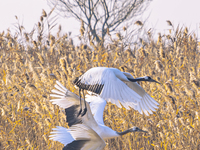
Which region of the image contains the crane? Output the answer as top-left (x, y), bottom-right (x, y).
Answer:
top-left (74, 67), bottom-right (159, 116)
top-left (50, 81), bottom-right (147, 150)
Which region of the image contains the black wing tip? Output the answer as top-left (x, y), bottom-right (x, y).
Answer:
top-left (65, 105), bottom-right (82, 127)
top-left (63, 140), bottom-right (89, 150)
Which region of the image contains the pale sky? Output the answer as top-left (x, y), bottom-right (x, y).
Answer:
top-left (0, 0), bottom-right (200, 39)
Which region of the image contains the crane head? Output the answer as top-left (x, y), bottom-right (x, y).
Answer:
top-left (142, 76), bottom-right (160, 84)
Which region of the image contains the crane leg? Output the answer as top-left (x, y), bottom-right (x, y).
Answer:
top-left (77, 88), bottom-right (82, 117)
top-left (81, 89), bottom-right (87, 116)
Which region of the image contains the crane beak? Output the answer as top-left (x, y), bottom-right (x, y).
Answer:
top-left (149, 79), bottom-right (161, 84)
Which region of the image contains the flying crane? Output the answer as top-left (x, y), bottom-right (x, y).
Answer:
top-left (74, 67), bottom-right (159, 116)
top-left (50, 81), bottom-right (147, 150)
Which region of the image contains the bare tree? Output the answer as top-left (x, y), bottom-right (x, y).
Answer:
top-left (48, 0), bottom-right (149, 43)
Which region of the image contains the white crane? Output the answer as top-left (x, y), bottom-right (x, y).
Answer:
top-left (50, 81), bottom-right (147, 150)
top-left (74, 67), bottom-right (159, 116)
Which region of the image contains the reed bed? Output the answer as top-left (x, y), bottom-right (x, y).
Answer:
top-left (0, 14), bottom-right (200, 150)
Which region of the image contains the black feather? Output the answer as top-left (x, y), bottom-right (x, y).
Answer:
top-left (73, 77), bottom-right (104, 94)
top-left (65, 105), bottom-right (82, 127)
top-left (63, 140), bottom-right (89, 150)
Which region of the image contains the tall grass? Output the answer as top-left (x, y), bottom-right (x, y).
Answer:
top-left (0, 12), bottom-right (200, 150)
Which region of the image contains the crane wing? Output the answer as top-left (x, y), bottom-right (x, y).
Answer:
top-left (123, 72), bottom-right (159, 116)
top-left (50, 81), bottom-right (98, 128)
top-left (86, 95), bottom-right (107, 125)
top-left (63, 124), bottom-right (106, 150)
top-left (75, 67), bottom-right (141, 110)
top-left (50, 124), bottom-right (106, 150)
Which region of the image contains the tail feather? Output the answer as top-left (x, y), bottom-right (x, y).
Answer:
top-left (49, 126), bottom-right (74, 145)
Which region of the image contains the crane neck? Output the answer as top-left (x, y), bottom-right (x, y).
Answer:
top-left (117, 129), bottom-right (132, 136)
top-left (128, 78), bottom-right (146, 82)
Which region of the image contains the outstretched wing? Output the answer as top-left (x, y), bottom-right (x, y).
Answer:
top-left (75, 67), bottom-right (141, 109)
top-left (50, 124), bottom-right (106, 150)
top-left (50, 81), bottom-right (98, 128)
top-left (123, 72), bottom-right (159, 116)
top-left (64, 124), bottom-right (106, 150)
top-left (86, 95), bottom-right (107, 125)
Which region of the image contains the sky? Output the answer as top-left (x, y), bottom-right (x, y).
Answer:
top-left (0, 0), bottom-right (200, 39)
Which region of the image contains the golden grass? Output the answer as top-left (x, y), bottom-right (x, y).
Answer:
top-left (0, 21), bottom-right (200, 150)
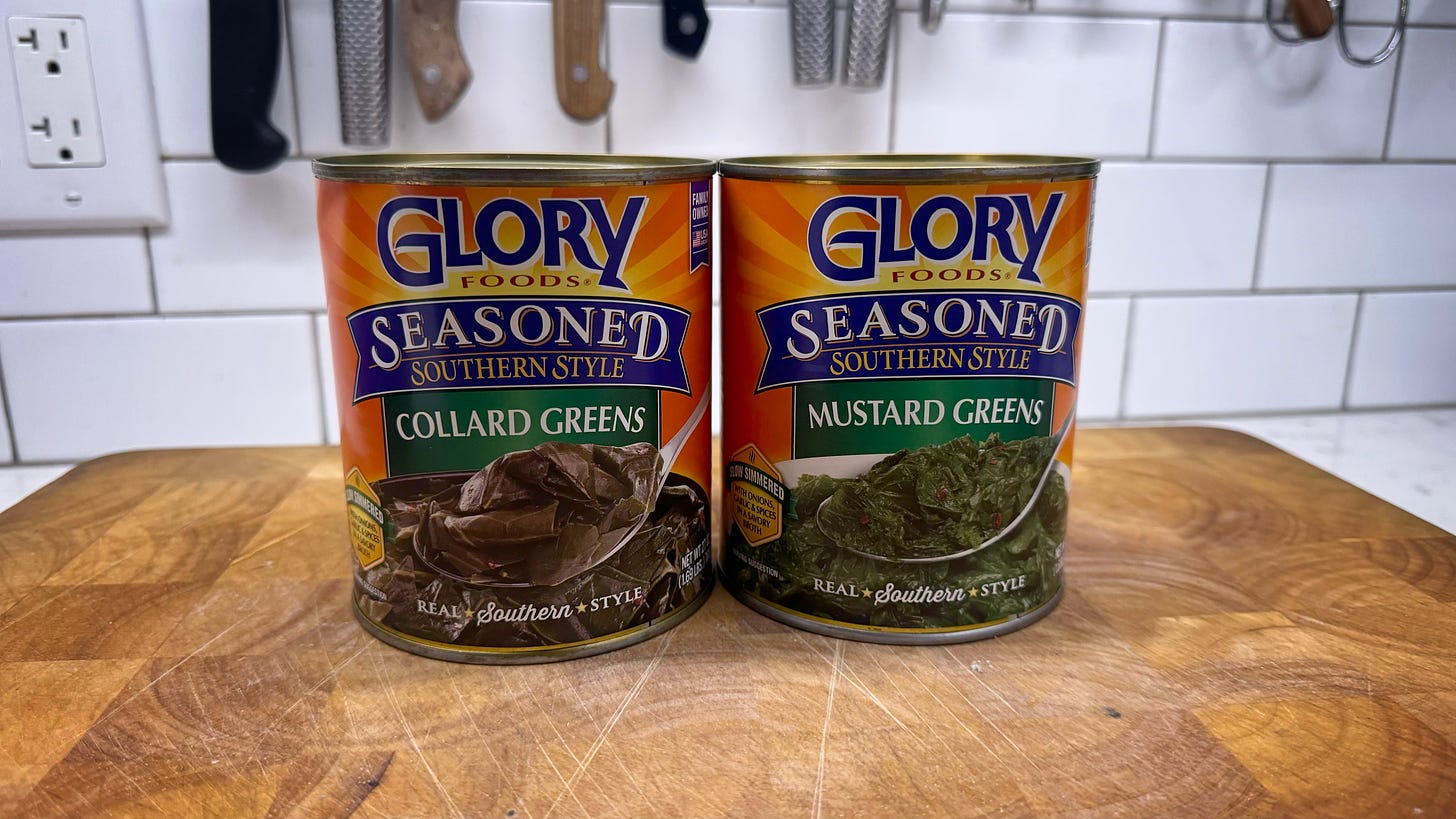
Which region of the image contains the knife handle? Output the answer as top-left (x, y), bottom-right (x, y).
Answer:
top-left (789, 0), bottom-right (834, 86)
top-left (333, 0), bottom-right (389, 146)
top-left (552, 0), bottom-right (616, 122)
top-left (662, 0), bottom-right (708, 60)
top-left (399, 0), bottom-right (470, 122)
top-left (207, 0), bottom-right (288, 171)
top-left (844, 0), bottom-right (895, 89)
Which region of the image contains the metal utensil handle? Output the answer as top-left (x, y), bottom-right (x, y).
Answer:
top-left (789, 0), bottom-right (834, 86)
top-left (333, 0), bottom-right (389, 146)
top-left (920, 0), bottom-right (945, 34)
top-left (844, 0), bottom-right (895, 89)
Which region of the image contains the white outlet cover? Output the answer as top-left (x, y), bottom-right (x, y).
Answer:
top-left (0, 0), bottom-right (167, 230)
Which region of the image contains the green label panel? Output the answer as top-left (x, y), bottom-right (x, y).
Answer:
top-left (794, 379), bottom-right (1056, 458)
top-left (383, 388), bottom-right (660, 475)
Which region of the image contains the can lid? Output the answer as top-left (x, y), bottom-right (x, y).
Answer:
top-left (313, 153), bottom-right (713, 187)
top-left (718, 153), bottom-right (1102, 182)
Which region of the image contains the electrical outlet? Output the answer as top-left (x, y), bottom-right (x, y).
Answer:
top-left (10, 17), bottom-right (106, 168)
top-left (0, 0), bottom-right (165, 230)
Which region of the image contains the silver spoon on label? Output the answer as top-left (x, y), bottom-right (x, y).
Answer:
top-left (814, 402), bottom-right (1077, 563)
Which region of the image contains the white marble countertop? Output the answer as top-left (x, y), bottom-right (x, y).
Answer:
top-left (0, 410), bottom-right (1456, 532)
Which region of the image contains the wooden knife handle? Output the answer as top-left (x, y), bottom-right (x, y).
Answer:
top-left (1289, 0), bottom-right (1335, 39)
top-left (400, 0), bottom-right (470, 122)
top-left (552, 0), bottom-right (614, 121)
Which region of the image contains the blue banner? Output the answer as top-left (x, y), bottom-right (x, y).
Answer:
top-left (348, 297), bottom-right (690, 404)
top-left (757, 290), bottom-right (1082, 392)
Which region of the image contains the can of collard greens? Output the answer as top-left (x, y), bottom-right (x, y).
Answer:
top-left (719, 156), bottom-right (1098, 644)
top-left (313, 154), bottom-right (713, 663)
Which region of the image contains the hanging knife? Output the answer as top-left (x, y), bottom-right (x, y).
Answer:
top-left (552, 0), bottom-right (614, 122)
top-left (333, 0), bottom-right (389, 146)
top-left (399, 0), bottom-right (470, 122)
top-left (789, 0), bottom-right (834, 87)
top-left (662, 0), bottom-right (708, 60)
top-left (211, 0), bottom-right (288, 171)
top-left (920, 0), bottom-right (945, 34)
top-left (844, 0), bottom-right (895, 89)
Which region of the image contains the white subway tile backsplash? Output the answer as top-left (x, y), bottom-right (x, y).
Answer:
top-left (1077, 299), bottom-right (1131, 420)
top-left (288, 0), bottom-right (605, 156)
top-left (1089, 162), bottom-right (1265, 293)
top-left (1347, 291), bottom-right (1456, 408)
top-left (1389, 29), bottom-right (1456, 159)
top-left (607, 6), bottom-right (904, 157)
top-left (894, 15), bottom-right (1158, 156)
top-left (1037, 0), bottom-right (1264, 17)
top-left (0, 385), bottom-right (15, 463)
top-left (0, 316), bottom-right (322, 461)
top-left (1123, 294), bottom-right (1358, 417)
top-left (151, 160), bottom-right (323, 312)
top-left (1258, 165), bottom-right (1456, 289)
top-left (313, 313), bottom-right (339, 443)
top-left (1153, 20), bottom-right (1395, 157)
top-left (0, 230), bottom-right (151, 316)
top-left (141, 0), bottom-right (301, 160)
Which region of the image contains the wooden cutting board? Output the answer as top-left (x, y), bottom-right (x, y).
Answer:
top-left (0, 428), bottom-right (1456, 819)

========

Written exercise
Lay out the lines from the one with "Which region of the image contains the tall" to the one with "top-left (128, 78), bottom-right (146, 82)", both included, as a JSON list of strings with one string per line and no blank lines.

Completed exercise
[
  "Which region of the image contains the tall grass? Output the answer as top-left (x, y), bottom-right (x, y).",
  "Answer:",
  "top-left (0, 12), bottom-right (200, 150)",
  "Which region of the image contains the crane wing? Output the answer as top-left (x, y), bottom-right (x, y).",
  "Answer:",
  "top-left (123, 72), bottom-right (159, 116)",
  "top-left (50, 81), bottom-right (98, 128)",
  "top-left (86, 95), bottom-right (107, 125)",
  "top-left (63, 124), bottom-right (106, 150)",
  "top-left (75, 67), bottom-right (141, 110)",
  "top-left (50, 124), bottom-right (106, 150)",
  "Which region of the image contains the tail feather? Output the answer as top-left (x, y), bottom-right (x, y).",
  "Answer:",
  "top-left (49, 126), bottom-right (74, 145)",
  "Which region of the image contains the crane neck? Output the answer as top-left (x, y), bottom-right (x, y).",
  "Answer:",
  "top-left (117, 129), bottom-right (132, 136)",
  "top-left (128, 78), bottom-right (146, 82)"
]